### Exercise
Copy these lines exactly as they stand, starting from the beginning of the material and going on through the line that contains "[0,0,300,298]", with both ends included. Leave the pictures out of your answer.

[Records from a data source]
····················
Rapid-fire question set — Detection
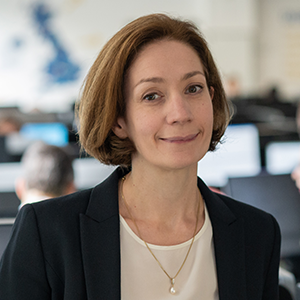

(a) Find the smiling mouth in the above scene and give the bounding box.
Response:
[161,133,199,144]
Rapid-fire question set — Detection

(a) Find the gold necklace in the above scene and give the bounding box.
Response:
[121,176,200,295]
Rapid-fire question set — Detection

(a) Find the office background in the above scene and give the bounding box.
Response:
[0,0,300,298]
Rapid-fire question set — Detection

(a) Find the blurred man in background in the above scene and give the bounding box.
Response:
[16,142,76,206]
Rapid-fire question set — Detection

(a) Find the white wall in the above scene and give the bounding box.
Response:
[258,0,300,98]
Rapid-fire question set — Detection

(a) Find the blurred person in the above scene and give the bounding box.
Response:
[0,14,280,300]
[16,142,76,206]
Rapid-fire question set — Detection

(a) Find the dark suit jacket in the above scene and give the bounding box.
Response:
[0,169,280,300]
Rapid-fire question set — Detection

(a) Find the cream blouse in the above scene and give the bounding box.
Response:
[120,207,219,300]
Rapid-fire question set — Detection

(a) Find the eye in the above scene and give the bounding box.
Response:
[143,93,159,101]
[186,85,202,94]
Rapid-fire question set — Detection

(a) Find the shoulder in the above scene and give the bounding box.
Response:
[209,194,281,243]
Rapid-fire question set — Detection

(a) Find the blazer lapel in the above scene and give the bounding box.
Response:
[198,179,247,300]
[80,171,121,300]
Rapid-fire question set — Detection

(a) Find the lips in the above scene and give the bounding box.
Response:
[161,133,199,143]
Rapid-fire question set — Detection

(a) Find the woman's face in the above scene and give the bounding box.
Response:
[114,40,213,170]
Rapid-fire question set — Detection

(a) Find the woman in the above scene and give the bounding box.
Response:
[0,14,280,300]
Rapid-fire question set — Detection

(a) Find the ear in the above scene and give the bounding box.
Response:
[65,181,77,195]
[209,86,215,100]
[112,117,128,139]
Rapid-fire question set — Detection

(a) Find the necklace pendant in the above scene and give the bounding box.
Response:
[169,278,176,295]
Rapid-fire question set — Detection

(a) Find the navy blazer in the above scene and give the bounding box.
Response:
[0,168,280,300]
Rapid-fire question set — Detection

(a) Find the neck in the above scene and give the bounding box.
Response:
[119,162,204,244]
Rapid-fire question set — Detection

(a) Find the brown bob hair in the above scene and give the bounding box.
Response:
[78,14,230,166]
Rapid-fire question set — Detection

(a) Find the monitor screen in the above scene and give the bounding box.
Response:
[20,123,69,147]
[266,141,300,174]
[198,124,261,187]
[222,174,300,257]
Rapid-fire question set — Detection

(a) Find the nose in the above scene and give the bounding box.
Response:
[167,94,192,124]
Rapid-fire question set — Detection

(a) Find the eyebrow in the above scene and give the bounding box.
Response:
[182,71,205,80]
[135,77,164,87]
[135,71,205,87]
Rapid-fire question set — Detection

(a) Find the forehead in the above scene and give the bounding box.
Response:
[127,40,204,79]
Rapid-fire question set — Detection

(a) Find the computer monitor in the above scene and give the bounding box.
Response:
[198,124,261,187]
[266,141,300,174]
[222,174,300,257]
[20,123,69,147]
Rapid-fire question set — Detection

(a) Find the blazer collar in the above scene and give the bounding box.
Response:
[198,178,247,300]
[80,168,247,300]
[80,168,125,300]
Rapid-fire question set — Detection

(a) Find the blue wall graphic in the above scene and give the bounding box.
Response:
[33,3,80,84]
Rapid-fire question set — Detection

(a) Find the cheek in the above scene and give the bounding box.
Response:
[128,111,157,139]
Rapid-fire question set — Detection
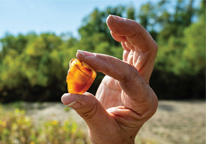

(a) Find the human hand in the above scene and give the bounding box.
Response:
[62,16,158,144]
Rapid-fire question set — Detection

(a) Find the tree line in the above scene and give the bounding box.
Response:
[0,0,206,102]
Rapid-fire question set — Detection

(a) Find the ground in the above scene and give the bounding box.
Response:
[20,101,206,144]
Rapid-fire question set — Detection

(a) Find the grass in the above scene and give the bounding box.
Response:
[0,103,89,144]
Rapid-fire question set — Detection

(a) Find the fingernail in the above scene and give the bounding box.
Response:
[77,50,95,56]
[65,101,77,107]
[110,15,117,21]
[77,50,85,56]
[107,108,119,113]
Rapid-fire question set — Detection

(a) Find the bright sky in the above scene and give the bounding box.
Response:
[0,0,199,38]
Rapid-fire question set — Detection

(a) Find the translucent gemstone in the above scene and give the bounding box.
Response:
[66,58,97,94]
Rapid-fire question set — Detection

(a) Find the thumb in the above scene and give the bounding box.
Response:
[61,92,113,131]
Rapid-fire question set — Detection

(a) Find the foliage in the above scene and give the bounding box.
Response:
[0,0,205,102]
[0,107,89,144]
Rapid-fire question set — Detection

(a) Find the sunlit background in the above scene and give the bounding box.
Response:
[0,0,206,144]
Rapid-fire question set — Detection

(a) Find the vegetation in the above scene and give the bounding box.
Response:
[0,107,89,144]
[0,0,205,103]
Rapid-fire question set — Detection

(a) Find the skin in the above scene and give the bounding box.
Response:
[62,15,158,144]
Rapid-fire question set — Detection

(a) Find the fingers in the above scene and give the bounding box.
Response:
[61,93,117,130]
[77,51,148,101]
[107,15,158,83]
[107,15,156,52]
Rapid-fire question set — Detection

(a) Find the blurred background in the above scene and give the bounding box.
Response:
[0,0,206,144]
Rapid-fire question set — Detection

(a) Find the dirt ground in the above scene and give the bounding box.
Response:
[24,101,206,144]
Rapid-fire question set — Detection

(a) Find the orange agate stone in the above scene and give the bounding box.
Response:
[66,58,97,94]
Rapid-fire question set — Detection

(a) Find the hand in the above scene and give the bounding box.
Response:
[62,15,158,144]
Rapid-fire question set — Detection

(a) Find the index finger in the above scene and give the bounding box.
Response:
[107,15,158,83]
[107,15,157,52]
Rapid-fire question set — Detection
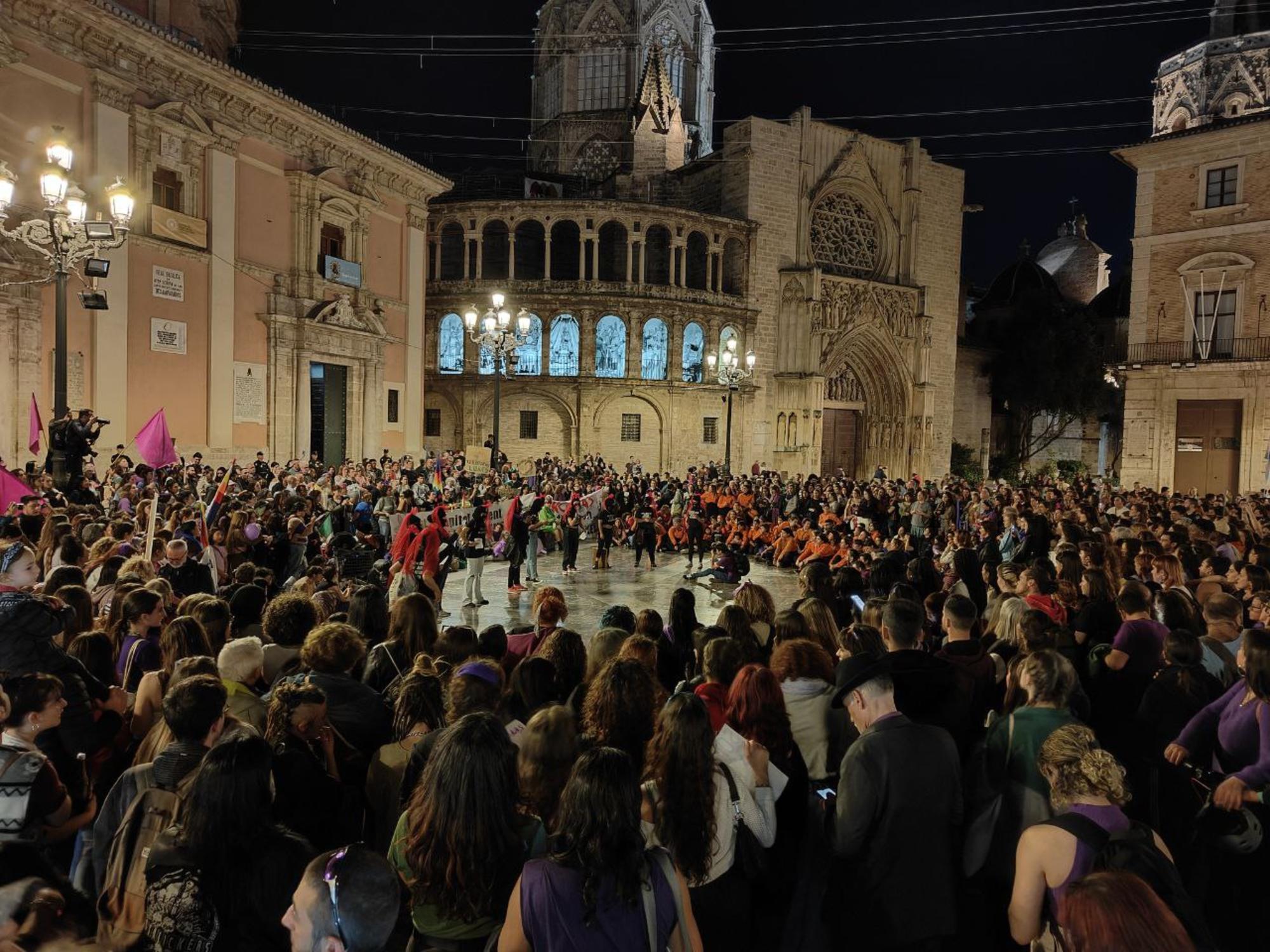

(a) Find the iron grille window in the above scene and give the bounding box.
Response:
[151,169,182,212]
[1204,165,1240,208]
····················
### Result of this task
Rapid-fire question set — Detection

(a) Find the smiling mouth in the above scene and give the bounding box.
Response:
[161,133,199,144]
Rapid-fire question set — Detection

(a) Find the gold necklace in the above scene and give the bounding box.
Response:
[121,176,200,295]
Rapid-fire question set — Detection

(a) Find the office background in the above scene and give the bounding box.
Response:
[0,0,300,298]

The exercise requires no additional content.